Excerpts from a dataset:
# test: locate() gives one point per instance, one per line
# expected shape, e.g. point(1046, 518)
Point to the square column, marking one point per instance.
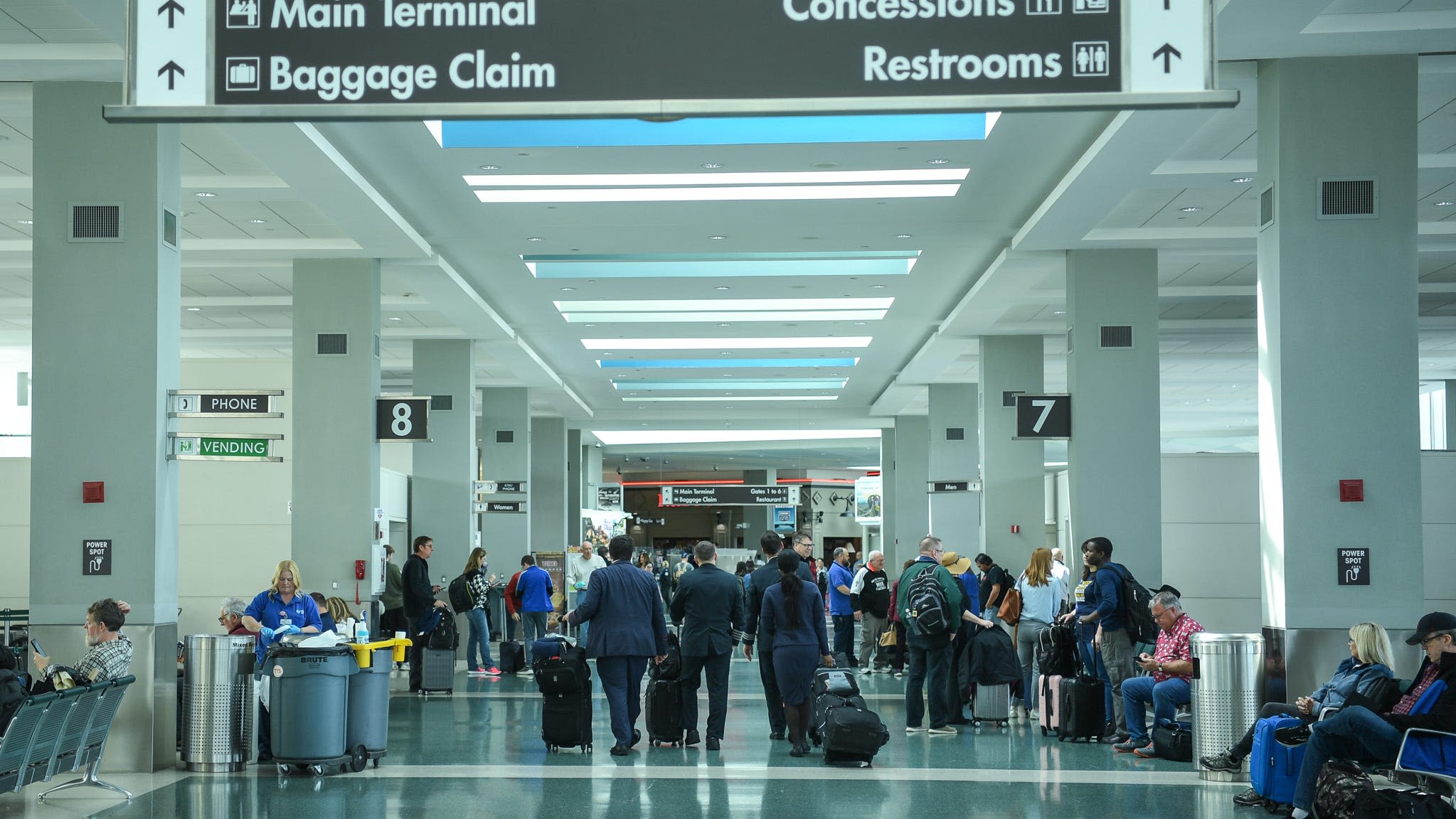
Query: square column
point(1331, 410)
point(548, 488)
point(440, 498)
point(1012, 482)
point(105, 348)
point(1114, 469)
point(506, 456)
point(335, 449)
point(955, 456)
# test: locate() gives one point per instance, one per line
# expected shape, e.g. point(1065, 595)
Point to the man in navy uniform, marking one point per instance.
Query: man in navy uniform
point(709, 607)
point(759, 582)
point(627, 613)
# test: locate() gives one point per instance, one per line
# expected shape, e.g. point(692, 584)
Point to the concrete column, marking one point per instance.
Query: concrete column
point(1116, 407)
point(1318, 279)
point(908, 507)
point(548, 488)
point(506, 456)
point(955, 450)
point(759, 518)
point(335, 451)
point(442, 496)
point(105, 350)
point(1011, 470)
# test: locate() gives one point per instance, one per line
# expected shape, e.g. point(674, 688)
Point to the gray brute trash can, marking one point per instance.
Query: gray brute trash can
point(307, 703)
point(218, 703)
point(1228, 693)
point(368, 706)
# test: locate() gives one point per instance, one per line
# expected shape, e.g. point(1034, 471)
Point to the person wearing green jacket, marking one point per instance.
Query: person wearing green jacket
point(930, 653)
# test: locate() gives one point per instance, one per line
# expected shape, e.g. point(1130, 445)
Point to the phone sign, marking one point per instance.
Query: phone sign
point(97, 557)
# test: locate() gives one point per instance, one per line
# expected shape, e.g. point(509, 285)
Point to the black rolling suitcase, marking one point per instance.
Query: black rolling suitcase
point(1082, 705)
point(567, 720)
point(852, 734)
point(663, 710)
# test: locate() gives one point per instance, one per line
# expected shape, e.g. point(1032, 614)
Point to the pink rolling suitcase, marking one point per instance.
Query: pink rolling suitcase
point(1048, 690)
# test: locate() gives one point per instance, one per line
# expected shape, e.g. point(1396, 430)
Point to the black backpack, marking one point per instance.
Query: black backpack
...
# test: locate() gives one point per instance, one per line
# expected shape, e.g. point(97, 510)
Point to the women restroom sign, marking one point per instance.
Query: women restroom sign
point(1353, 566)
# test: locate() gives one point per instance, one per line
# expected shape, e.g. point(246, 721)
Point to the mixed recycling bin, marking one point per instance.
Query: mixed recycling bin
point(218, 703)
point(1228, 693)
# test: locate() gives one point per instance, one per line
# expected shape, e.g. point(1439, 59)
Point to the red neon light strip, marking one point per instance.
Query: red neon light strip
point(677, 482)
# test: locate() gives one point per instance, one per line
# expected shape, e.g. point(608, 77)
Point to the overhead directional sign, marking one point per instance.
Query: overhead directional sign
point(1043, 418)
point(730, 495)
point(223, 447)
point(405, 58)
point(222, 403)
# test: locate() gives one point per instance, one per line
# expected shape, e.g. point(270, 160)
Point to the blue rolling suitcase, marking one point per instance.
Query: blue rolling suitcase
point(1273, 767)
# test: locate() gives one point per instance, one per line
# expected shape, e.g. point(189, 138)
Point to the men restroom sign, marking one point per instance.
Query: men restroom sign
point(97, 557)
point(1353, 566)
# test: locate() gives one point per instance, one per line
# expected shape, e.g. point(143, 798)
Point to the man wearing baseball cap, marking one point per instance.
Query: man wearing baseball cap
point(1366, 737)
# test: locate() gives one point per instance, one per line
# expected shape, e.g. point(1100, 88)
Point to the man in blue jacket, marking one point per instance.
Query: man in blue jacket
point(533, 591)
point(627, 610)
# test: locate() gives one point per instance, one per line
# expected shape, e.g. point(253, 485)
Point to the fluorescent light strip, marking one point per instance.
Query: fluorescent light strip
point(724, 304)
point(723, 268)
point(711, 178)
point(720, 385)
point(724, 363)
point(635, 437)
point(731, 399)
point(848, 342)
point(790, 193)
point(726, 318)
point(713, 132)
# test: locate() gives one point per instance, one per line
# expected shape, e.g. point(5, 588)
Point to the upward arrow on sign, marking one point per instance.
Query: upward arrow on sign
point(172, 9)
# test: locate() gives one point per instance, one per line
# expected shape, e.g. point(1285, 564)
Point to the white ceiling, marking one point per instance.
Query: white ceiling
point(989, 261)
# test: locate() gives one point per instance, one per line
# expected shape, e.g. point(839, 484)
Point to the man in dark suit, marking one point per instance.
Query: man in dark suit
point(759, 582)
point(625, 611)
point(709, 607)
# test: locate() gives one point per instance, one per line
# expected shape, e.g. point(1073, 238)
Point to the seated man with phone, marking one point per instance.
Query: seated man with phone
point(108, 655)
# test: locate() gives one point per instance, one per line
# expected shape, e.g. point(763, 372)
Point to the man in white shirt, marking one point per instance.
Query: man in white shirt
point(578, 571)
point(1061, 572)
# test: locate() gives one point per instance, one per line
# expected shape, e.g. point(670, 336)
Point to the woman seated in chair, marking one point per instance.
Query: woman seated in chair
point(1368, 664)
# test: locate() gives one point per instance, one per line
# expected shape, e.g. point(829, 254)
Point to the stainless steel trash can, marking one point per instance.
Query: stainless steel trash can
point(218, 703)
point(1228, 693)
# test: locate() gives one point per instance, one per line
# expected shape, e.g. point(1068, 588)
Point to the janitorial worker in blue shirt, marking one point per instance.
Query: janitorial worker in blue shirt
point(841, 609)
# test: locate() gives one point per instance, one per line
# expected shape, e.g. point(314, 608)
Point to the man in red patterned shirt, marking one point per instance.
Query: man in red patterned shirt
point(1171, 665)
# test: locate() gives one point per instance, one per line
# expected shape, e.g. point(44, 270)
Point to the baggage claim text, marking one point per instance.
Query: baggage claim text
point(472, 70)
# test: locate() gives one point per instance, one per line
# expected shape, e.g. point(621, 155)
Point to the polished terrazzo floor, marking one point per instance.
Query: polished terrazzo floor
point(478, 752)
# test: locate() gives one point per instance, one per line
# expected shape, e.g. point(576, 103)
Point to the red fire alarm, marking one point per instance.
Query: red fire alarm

WORK REQUEST:
Please copy the lines in the records above between the one holding "Point to the black backpack, marking" and the one holding "Query: black backpack", inclusive, exactly and with no other line.

PROBLEM SOLUTION:
Point to the black backpack, marking one point per instance.
Query: black backpack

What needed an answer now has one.